> Problem to solve:
All of the records must be set down again word for word.

> Exercise material:
+---+

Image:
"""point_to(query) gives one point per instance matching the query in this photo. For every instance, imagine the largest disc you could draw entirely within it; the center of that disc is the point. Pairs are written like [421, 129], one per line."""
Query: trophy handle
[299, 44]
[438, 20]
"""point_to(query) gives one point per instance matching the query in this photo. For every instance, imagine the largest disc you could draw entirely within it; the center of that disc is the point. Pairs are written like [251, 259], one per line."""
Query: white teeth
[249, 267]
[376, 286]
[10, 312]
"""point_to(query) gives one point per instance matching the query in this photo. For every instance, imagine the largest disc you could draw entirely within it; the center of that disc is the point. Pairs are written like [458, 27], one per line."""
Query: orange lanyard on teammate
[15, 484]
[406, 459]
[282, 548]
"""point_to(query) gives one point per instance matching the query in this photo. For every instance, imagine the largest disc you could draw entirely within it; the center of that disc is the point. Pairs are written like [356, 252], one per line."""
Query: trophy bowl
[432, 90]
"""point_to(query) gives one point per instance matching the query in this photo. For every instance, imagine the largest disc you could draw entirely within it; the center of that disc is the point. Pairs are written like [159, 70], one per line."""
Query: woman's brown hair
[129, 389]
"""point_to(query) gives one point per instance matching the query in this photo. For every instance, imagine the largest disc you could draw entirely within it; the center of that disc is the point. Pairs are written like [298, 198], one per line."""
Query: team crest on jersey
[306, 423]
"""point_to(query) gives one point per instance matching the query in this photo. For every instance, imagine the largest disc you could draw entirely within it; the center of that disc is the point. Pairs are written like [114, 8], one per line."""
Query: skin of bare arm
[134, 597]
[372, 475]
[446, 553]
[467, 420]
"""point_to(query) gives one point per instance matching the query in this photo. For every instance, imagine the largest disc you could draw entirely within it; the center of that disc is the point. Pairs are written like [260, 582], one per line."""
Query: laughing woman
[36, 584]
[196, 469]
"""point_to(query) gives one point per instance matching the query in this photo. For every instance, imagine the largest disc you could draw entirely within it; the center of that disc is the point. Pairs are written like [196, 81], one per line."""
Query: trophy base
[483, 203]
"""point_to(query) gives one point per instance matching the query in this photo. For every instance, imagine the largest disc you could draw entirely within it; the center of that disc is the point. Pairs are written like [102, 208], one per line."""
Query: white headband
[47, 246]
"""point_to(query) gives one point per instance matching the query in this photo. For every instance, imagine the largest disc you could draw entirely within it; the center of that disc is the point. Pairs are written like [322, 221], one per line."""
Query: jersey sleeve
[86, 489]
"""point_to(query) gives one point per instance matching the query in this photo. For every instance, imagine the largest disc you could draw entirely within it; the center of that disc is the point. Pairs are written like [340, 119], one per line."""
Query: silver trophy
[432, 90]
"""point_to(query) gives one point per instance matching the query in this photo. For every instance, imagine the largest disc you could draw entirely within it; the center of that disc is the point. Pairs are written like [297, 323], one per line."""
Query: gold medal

+---+

> Output of the exercise:
Image:
"""point_to(query) gives one point per instance matching the query in this photo. For every instance, imagine the largest disc you could draw entirely within it; the center of that disc is the point. Pairs are written like [421, 129], one per line."""
Query: trophy handle
[299, 44]
[438, 20]
"""point_to(query) gives one point per instance matching the query in this photo. For every instance, imagine the largest disc you could draw entirely within it; the center of that disc is the point. Pairs are written like [251, 259], one per line."""
Query: white teeth
[249, 267]
[376, 286]
[10, 312]
"""point_to(query) gives one point per instance matching the query in this photo. For every instance, imagine the largest disc you could draw entirely within it; the center of that disc is the point. Pairs are written like [458, 27], one per line."""
Query: orange lanyard on teammate
[15, 484]
[406, 459]
[282, 548]
"""point_to(query) gives one point per instance matching the query in this photo. For every instance, imagine the largest disc you could draw entirely within it; the center of that disc is the point. Pairs are written like [356, 252], one per line."""
Query: trophy bowl
[432, 90]
"""point_to(query) gives one point per instance matching the query in this photo. For every instance, imagine the largest disc you could draw entirely within it; the center of that disc is the point. Pairs are written like [159, 70], one per line."""
Query: woman's brown hair
[129, 389]
"""point_to(query) gives one point per instance matching the query in this photo. For every instance, imagine the largest disc you could draw entirely within it; the center of that disc is the point. Pairs are written like [298, 198], one per line."""
Query: team crest on jersey
[306, 423]
"""point_to(query) gives one point per instance matching the query in this photo. For every instance, imagine the largest disc you could draw entirely within it; the center of that disc is the point. Pairs are written like [114, 8], one per line."""
Query: skin of bare arm
[134, 597]
[372, 475]
[446, 553]
[467, 420]
"""point_to(query) gives one point per instance matching the query in this photo. For every instance, imagine the largest disc you could draw entirely within it; the center of that disc is the point. Pairs are written like [260, 582], one per line."""
Query: laughing woman
[36, 584]
[196, 469]
"""point_to(query) gives one point per instance matching the query in this photo. For every instance, imagine the largest disc you could draw entirely within it; the center of that disc is the point. Pairs are written like [196, 81], one per line."""
Query: trophy base
[483, 203]
"""point_to(query) gives one point per instance matching the query in this photo. For every instance, imagine the largest disc you could draw entirely within it; the center of that disc is the point. Pairs are written like [102, 208], one per line."""
Query: white headband
[47, 246]
"""point_to(query) gives one point per instance matching the query in this photo. For every instance, imagine the largest disc you could draw entirely within it; the center of that disc is the point. Pairs are written like [322, 221], one per line."""
Query: jersey sleeve
[86, 489]
"""point_to(query) gives one point per instance matching the query in this photo. For every instance, imagine the largest disc you could draw entirely within it; the center of that disc is the point. Pairs are written like [340, 119], one per line."""
Query: silver trophy
[432, 90]
"""point_to(query) gives one point per instance matching the query in this photo. For every instance, imagine the largest disc you could draw entirely within it; the center of that disc is the point. Pairs are written like [297, 323], one per line."""
Query: gold medal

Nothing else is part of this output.